### WHAT YOU WILL DO
All lines from the one with "Pick out the red tiled" through the close of the records below are to be set down exactly, and no others.

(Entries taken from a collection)
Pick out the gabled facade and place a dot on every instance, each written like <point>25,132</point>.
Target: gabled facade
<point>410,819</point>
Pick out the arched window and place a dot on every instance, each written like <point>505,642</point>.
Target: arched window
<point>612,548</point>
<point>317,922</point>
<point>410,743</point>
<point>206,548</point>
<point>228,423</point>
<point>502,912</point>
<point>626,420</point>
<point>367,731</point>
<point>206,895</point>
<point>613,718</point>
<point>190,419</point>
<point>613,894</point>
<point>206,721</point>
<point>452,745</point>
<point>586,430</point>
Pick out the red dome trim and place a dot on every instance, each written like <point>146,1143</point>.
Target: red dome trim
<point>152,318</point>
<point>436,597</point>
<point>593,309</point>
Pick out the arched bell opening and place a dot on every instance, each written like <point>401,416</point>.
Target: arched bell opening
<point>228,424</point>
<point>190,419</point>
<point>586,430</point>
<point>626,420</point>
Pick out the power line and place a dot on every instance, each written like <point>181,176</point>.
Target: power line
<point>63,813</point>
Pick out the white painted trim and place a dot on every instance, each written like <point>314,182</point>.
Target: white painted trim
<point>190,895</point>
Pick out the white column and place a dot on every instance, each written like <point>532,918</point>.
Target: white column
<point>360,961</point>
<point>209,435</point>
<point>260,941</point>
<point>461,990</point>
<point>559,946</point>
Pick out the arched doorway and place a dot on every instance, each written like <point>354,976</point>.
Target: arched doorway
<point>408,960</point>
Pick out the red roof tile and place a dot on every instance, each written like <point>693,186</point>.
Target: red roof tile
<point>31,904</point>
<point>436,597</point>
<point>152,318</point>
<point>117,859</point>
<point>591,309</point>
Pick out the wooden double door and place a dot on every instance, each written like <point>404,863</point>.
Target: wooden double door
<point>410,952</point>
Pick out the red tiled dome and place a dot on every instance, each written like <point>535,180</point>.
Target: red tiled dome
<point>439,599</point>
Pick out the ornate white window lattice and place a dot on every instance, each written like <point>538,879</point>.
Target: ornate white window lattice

### EXPECTED ANSWER
Pick out the red tiled dome and place a dot on every instance, each written like <point>535,180</point>.
Target: red tiled dome
<point>439,599</point>
Pick out the ornate white window lattice and place a dot on every instance, each written like <point>538,879</point>.
Target: ornate white window lattice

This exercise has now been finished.